Task description → Retype, word for word, each line between the lines holding "Exercise. Identify every instance of the barber station" and "Exercise. Identify every instance of the reflection of", inclusive, and leave the rest of the data alone.

Given data Block Start

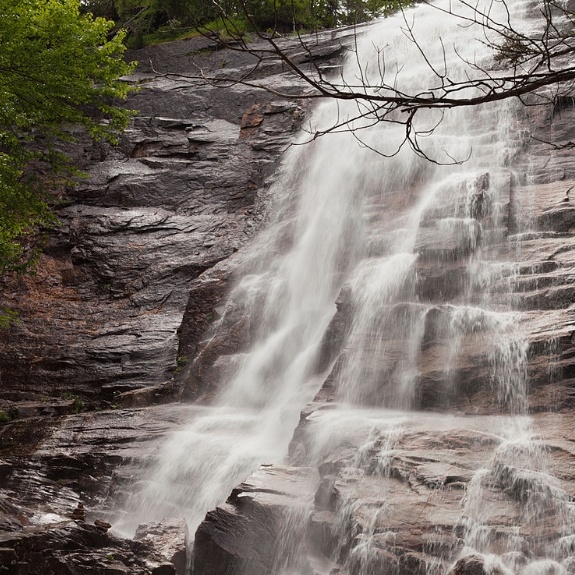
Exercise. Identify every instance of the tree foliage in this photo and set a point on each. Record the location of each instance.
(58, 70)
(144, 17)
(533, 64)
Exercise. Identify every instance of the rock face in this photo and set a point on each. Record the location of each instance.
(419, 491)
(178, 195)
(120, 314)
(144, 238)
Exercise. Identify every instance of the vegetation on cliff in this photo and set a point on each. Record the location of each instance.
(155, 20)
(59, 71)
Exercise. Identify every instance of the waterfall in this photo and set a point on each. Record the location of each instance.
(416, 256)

Given data Block End
Given data Block Start

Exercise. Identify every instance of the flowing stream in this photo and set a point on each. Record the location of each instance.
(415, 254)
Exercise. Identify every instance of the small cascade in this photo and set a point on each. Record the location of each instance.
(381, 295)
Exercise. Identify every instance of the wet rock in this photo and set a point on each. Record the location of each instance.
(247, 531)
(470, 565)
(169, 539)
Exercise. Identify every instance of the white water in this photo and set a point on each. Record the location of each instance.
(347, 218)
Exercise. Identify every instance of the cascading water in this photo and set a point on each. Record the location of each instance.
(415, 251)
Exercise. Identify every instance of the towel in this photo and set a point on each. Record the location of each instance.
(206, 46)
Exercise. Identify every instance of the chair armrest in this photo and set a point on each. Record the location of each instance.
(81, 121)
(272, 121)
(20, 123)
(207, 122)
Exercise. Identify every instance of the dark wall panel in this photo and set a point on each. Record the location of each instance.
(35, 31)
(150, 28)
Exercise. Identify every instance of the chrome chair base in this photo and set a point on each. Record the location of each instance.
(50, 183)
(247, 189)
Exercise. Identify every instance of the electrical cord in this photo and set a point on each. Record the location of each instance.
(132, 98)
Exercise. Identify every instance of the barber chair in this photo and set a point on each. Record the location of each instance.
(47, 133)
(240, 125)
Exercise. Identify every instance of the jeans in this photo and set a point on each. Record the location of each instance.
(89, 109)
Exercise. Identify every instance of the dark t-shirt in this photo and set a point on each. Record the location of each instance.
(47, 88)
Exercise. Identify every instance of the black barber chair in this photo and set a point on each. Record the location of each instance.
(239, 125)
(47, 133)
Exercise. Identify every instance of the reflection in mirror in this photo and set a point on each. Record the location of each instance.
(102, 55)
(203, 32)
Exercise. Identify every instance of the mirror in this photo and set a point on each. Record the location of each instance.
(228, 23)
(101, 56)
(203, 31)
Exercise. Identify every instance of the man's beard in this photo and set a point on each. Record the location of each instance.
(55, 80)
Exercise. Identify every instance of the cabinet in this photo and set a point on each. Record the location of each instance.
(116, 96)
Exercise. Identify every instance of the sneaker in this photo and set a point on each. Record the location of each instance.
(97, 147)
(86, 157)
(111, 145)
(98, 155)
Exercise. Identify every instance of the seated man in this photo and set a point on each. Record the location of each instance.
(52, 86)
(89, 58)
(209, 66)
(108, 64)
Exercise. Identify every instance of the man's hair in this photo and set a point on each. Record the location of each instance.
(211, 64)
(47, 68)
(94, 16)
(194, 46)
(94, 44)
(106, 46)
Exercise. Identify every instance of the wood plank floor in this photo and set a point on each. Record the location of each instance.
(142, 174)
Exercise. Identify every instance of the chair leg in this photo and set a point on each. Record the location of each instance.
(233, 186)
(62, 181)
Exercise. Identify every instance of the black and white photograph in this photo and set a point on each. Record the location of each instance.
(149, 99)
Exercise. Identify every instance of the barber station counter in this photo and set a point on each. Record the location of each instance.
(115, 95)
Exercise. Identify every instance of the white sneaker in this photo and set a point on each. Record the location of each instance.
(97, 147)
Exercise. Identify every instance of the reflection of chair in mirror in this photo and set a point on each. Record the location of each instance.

Given data Block End

Solution to this task →
Exercise. Identify every instance of the barber station counter in this photo and set a point on each. Record the location of each instance.
(115, 95)
Exercise. Identify every instance of the white sneaker in this photo and set a point on each. Record the location of each instance.
(97, 147)
Exercise. Identify every instance of the reflection of chair in mirror in this photo and set a point on each. Record the location of each instance.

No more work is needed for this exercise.